◆ Goal: Convert the data below into a JSON list of strings, with one string for each line. Leave out blank lines.

◆ Data to process:
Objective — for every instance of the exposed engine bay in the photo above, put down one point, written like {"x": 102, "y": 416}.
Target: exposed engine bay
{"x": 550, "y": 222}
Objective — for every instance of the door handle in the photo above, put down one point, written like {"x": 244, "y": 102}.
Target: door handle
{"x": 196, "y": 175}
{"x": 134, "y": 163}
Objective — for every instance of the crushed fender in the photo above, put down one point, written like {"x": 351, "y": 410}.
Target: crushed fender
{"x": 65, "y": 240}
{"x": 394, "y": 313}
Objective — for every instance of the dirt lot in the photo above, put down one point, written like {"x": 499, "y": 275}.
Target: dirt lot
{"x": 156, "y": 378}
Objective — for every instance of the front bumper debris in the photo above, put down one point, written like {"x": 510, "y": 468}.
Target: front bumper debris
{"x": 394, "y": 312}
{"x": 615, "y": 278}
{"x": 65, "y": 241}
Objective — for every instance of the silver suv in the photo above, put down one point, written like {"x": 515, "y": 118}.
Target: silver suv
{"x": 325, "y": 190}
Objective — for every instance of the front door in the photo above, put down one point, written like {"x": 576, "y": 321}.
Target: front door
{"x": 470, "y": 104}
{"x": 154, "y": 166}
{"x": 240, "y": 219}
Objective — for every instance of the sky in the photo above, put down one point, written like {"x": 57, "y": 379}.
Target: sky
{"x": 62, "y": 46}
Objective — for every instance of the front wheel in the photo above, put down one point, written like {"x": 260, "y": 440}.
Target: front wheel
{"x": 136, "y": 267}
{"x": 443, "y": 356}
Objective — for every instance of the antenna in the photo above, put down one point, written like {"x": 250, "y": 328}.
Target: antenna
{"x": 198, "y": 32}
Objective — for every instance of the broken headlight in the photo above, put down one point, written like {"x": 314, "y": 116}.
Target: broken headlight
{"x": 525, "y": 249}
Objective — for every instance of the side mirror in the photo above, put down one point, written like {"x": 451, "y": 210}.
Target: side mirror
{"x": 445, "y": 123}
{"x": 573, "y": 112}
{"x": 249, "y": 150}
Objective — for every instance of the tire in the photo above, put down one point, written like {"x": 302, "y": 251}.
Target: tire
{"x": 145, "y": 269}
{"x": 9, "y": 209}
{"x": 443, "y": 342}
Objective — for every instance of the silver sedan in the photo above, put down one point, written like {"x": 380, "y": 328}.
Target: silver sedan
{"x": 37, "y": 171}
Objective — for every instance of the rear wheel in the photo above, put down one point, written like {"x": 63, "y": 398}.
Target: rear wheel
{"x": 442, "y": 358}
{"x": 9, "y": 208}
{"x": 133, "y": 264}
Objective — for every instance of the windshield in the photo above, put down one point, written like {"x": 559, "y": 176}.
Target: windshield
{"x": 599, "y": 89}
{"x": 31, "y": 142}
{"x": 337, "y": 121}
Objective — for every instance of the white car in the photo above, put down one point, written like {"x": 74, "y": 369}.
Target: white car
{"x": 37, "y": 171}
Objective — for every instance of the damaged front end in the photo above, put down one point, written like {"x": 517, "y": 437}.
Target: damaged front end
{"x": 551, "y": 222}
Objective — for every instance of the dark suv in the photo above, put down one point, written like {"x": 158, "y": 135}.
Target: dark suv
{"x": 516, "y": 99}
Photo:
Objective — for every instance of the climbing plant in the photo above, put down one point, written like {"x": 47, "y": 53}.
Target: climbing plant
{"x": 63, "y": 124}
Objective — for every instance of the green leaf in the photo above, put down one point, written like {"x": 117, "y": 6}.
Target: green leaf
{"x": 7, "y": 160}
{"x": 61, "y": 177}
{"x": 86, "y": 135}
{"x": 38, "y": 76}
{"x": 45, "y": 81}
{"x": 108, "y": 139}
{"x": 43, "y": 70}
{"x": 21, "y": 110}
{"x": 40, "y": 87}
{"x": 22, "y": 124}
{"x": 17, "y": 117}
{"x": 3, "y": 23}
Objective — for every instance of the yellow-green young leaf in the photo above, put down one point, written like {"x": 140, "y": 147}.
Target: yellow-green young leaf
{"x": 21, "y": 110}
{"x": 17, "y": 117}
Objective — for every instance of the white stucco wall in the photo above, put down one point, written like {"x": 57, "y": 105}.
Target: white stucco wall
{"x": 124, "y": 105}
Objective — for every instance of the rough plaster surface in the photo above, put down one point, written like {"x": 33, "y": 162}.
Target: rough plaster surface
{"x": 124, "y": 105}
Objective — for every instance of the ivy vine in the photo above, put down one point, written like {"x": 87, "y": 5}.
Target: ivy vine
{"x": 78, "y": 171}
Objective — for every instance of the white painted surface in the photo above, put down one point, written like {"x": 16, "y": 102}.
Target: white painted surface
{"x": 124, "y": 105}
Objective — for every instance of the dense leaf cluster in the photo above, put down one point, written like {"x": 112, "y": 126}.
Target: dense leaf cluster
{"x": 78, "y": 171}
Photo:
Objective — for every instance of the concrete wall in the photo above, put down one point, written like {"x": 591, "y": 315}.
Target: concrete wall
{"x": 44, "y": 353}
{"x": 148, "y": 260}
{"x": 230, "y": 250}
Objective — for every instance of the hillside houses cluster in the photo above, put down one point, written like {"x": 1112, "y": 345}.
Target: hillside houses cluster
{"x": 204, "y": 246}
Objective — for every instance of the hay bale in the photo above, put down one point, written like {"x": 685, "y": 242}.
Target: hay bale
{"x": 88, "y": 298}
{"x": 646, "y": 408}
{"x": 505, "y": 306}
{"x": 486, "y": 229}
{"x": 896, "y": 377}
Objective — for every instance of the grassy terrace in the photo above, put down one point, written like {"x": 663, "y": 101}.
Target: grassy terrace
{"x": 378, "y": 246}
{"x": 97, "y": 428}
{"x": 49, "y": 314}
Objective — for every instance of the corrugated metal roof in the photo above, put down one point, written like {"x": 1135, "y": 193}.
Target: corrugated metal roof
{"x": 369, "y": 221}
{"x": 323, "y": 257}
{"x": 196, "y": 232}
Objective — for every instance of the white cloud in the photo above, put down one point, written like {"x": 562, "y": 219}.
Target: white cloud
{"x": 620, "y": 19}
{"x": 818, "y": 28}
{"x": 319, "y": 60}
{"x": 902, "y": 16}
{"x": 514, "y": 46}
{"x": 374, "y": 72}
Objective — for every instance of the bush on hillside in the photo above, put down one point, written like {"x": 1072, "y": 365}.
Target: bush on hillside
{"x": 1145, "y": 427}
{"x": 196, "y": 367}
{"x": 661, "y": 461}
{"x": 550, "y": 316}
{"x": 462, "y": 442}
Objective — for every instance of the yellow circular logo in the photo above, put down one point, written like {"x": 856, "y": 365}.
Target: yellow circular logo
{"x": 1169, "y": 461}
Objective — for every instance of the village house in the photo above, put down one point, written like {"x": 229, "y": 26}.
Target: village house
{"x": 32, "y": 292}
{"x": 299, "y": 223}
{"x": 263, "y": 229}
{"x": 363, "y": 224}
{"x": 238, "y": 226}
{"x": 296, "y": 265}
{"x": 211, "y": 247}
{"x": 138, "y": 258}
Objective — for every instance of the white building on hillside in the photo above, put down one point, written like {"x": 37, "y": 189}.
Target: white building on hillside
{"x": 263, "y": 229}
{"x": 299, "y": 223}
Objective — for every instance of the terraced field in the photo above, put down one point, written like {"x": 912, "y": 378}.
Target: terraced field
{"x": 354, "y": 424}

◆ Expected answer:
[
  "Objective — for every instance of the exposed engine bay in the photo above, put down one point, written like {\"x\": 102, \"y\": 416}.",
  "Target: exposed engine bay",
  "{\"x\": 550, \"y\": 222}",
  "Objective — for every instance of the door handle in the photo above, put down one point, written like {\"x\": 244, \"y\": 102}.",
  "Target: door handle",
  "{\"x\": 196, \"y\": 175}",
  "{\"x\": 134, \"y\": 163}",
  "Objective — for every instance of the crushed fender in the photo above, put down one point, written like {\"x\": 351, \"y\": 410}.",
  "Target: crushed fender",
  "{\"x\": 65, \"y\": 240}",
  "{\"x\": 394, \"y\": 313}",
  "Objective — for every instance of the dirt lot in the photo above, put down one point, written like {\"x\": 499, \"y\": 275}.",
  "Target: dirt lot",
  "{\"x\": 156, \"y\": 378}",
  "Objective — for every instance of the front bumper debris in the photo above, put down one point, written like {\"x\": 510, \"y\": 468}.",
  "Target: front bumper debris",
  "{\"x\": 394, \"y\": 312}",
  "{\"x\": 615, \"y\": 278}",
  "{\"x\": 65, \"y\": 241}",
  "Objective — for every instance of the silver suv in the photo above, put down one point, written like {\"x\": 515, \"y\": 118}.",
  "Target: silver suv",
  "{\"x\": 325, \"y\": 190}",
  "Objective — for every instance of the front door in the photo above, put down one point, written like {\"x\": 576, \"y\": 321}.",
  "Target: front door",
  "{\"x\": 470, \"y\": 104}",
  "{\"x\": 154, \"y\": 166}",
  "{\"x\": 240, \"y\": 219}",
  "Objective — for every instance of the sky in the photo above, put down one point, written like {\"x\": 57, \"y\": 379}.",
  "Target: sky",
  "{\"x\": 62, \"y\": 46}",
  "Objective — for every instance of the front wheel in the photo above, put down one point, written like {\"x\": 260, \"y\": 440}.",
  "Target: front wheel",
  "{\"x\": 136, \"y\": 267}",
  "{\"x\": 443, \"y\": 356}",
  "Objective — for every instance of the antenna in the photo above, put down one point, written like {\"x\": 250, \"y\": 328}.",
  "Target: antenna",
  "{\"x\": 198, \"y\": 32}",
  "Objective — for every instance of the broken headlight in the photo above, put down one point, written like {\"x\": 314, \"y\": 116}.",
  "Target: broken headlight",
  "{\"x\": 525, \"y\": 249}",
  "Objective — for every instance of the side mirror in the photo above, put down one point, written like {\"x\": 451, \"y\": 210}.",
  "Target: side mirror",
  "{\"x\": 445, \"y\": 123}",
  "{\"x\": 573, \"y\": 112}",
  "{\"x\": 249, \"y\": 150}",
  "Objective — for every instance of the tire in the photo above, put down one point, written like {\"x\": 302, \"y\": 251}.",
  "Target: tire",
  "{\"x\": 145, \"y\": 269}",
  "{\"x\": 9, \"y\": 209}",
  "{\"x\": 443, \"y\": 342}",
  "Objective — for every instance of the silver sedan in the photo above, put down one point, written like {\"x\": 380, \"y\": 328}.",
  "Target: silver sedan",
  "{\"x\": 37, \"y\": 171}",
  "Objective — for every instance of the rear wheel in the photo above, put down one point, written like {\"x\": 63, \"y\": 398}.",
  "Target: rear wheel",
  "{\"x\": 442, \"y\": 358}",
  "{\"x\": 9, \"y\": 208}",
  "{\"x\": 133, \"y\": 264}",
  "Objective — for every instance of the windshield in the photo above, put down one point, written like {\"x\": 559, \"y\": 176}.",
  "Target: windshield",
  "{\"x\": 599, \"y\": 89}",
  "{\"x\": 31, \"y\": 142}",
  "{\"x\": 337, \"y\": 121}",
  "Objective — for every instance of the white car in the photo above, put down one point, written like {\"x\": 74, \"y\": 369}.",
  "Target: white car",
  "{\"x\": 37, \"y\": 171}",
  "Objective — for every instance of the damaged front end in the photo above, put down one point, written like {\"x\": 517, \"y\": 437}.",
  "Target: damaged front end",
  "{\"x\": 551, \"y\": 222}",
  "Objective — for every instance of the dark suv in the photo above, put down one point, written like {\"x\": 158, \"y\": 135}.",
  "Target: dark suv",
  "{\"x\": 516, \"y\": 99}",
  "Photo:",
  "Objective — for every instance of the climbing plant in the photo above, put down one point, written like {\"x\": 47, \"y\": 53}.",
  "Target: climbing plant",
  "{\"x\": 63, \"y\": 124}",
  "Objective — for every instance of the green leaf in the photo above, put down one point, written like {\"x\": 117, \"y\": 6}.",
  "Target: green leaf",
  "{\"x\": 7, \"y\": 160}",
  "{\"x\": 61, \"y\": 177}",
  "{\"x\": 86, \"y\": 135}",
  "{\"x\": 38, \"y\": 76}",
  "{\"x\": 45, \"y\": 81}",
  "{\"x\": 108, \"y\": 139}",
  "{\"x\": 43, \"y\": 70}",
  "{\"x\": 21, \"y\": 110}",
  "{\"x\": 40, \"y\": 87}",
  "{\"x\": 22, \"y\": 124}",
  "{\"x\": 17, \"y\": 117}",
  "{\"x\": 3, \"y\": 23}",
  "Objective — for every instance of the yellow-green young leaf in the photo above, put down one point, written like {\"x\": 140, \"y\": 147}.",
  "Target: yellow-green young leaf",
  "{\"x\": 21, \"y\": 110}",
  "{\"x\": 17, \"y\": 117}",
  "Objective — for every instance of the white stucco wall in the photo above, put down one point, written like {\"x\": 57, \"y\": 105}.",
  "Target: white stucco wall",
  "{\"x\": 124, \"y\": 105}",
  "Objective — for every instance of the rough plaster surface in the photo above, put down one point, written like {\"x\": 33, \"y\": 162}.",
  "Target: rough plaster surface",
  "{\"x\": 124, \"y\": 105}",
  "Objective — for every instance of the ivy vine in the photo above, put down one point, written like {\"x\": 87, \"y\": 5}.",
  "Target: ivy vine",
  "{\"x\": 78, \"y\": 171}",
  "Objective — for every instance of the white painted surface in the photo above, put down one point, written like {\"x\": 16, \"y\": 102}.",
  "Target: white painted surface",
  "{\"x\": 124, \"y\": 105}",
  "Objective — for every instance of the dense leaf cluster in the photo above, put down one point, written like {\"x\": 112, \"y\": 126}.",
  "Target: dense leaf cluster",
  "{\"x\": 78, \"y\": 171}",
  "Photo:",
  "Objective — for every instance of the concrete wall in the photo above, put down one point, written like {\"x\": 591, \"y\": 315}.",
  "Target: concrete wall",
  "{\"x\": 44, \"y\": 353}",
  "{\"x\": 148, \"y\": 260}",
  "{\"x\": 230, \"y\": 250}",
  "Objective — for every instance of the hillside houses cluster in the photo above, put down one point, written like {\"x\": 1112, \"y\": 345}.",
  "Target: hillside houses cluster",
  "{\"x\": 204, \"y\": 246}",
  "Objective — for every instance of the hay bale in the photo above, put down one point, written like {\"x\": 685, \"y\": 242}.",
  "Target: hay bale",
  "{\"x\": 88, \"y\": 298}",
  "{\"x\": 646, \"y\": 408}",
  "{\"x\": 505, \"y\": 306}",
  "{\"x\": 486, \"y\": 229}",
  "{\"x\": 896, \"y\": 377}",
  "Objective — for every instance of the grassy terrace in the photo above, put down one point, written like {\"x\": 663, \"y\": 101}.",
  "Target: grassy terrace",
  "{\"x\": 378, \"y\": 246}",
  "{\"x\": 97, \"y\": 428}",
  "{\"x\": 49, \"y\": 314}",
  "Objective — for every instance of the corrugated metal roof in the photo above, put down one point, written like {\"x\": 1135, \"y\": 193}.",
  "Target: corrugated metal roof",
  "{\"x\": 369, \"y\": 221}",
  "{\"x\": 323, \"y\": 257}",
  "{\"x\": 196, \"y\": 232}",
  "Objective — for every instance of the white cloud in the photo above, put down one point, written like {\"x\": 562, \"y\": 219}.",
  "Target: white cloud",
  "{\"x\": 620, \"y\": 19}",
  "{\"x\": 818, \"y\": 28}",
  "{\"x\": 319, \"y\": 60}",
  "{\"x\": 902, \"y\": 16}",
  "{\"x\": 514, \"y\": 46}",
  "{\"x\": 374, \"y\": 72}",
  "Objective — for every instance of the bush on hillside in the photo above, put down one point, written like {\"x\": 1072, \"y\": 365}.",
  "Target: bush on hillside",
  "{\"x\": 1145, \"y\": 427}",
  "{\"x\": 196, \"y\": 367}",
  "{\"x\": 661, \"y\": 461}",
  "{\"x\": 550, \"y\": 316}",
  "{\"x\": 462, \"y\": 442}",
  "Objective — for every instance of the yellow circular logo in the photo above, put down one point, written like {\"x\": 856, \"y\": 365}.",
  "Target: yellow circular logo",
  "{\"x\": 1169, \"y\": 461}",
  "Objective — for every instance of the village house in the photo above, put down one point, written like {\"x\": 229, \"y\": 26}.",
  "Target: village house",
  "{\"x\": 32, \"y\": 292}",
  "{\"x\": 299, \"y\": 223}",
  "{\"x\": 263, \"y\": 229}",
  "{\"x\": 363, \"y\": 224}",
  "{\"x\": 238, \"y\": 226}",
  "{\"x\": 296, \"y\": 265}",
  "{\"x\": 211, \"y\": 247}",
  "{\"x\": 138, \"y\": 258}",
  "Objective — for every instance of the white building on hillside in the photo above, put down one point, written like {\"x\": 37, \"y\": 189}.",
  "Target: white building on hillside",
  "{\"x\": 263, \"y\": 229}",
  "{\"x\": 299, \"y\": 223}",
  "Objective — for every instance of the terraced field in the photo above, put down one point, written like {\"x\": 912, \"y\": 378}.",
  "Target: terraced field",
  "{\"x\": 354, \"y\": 424}"
]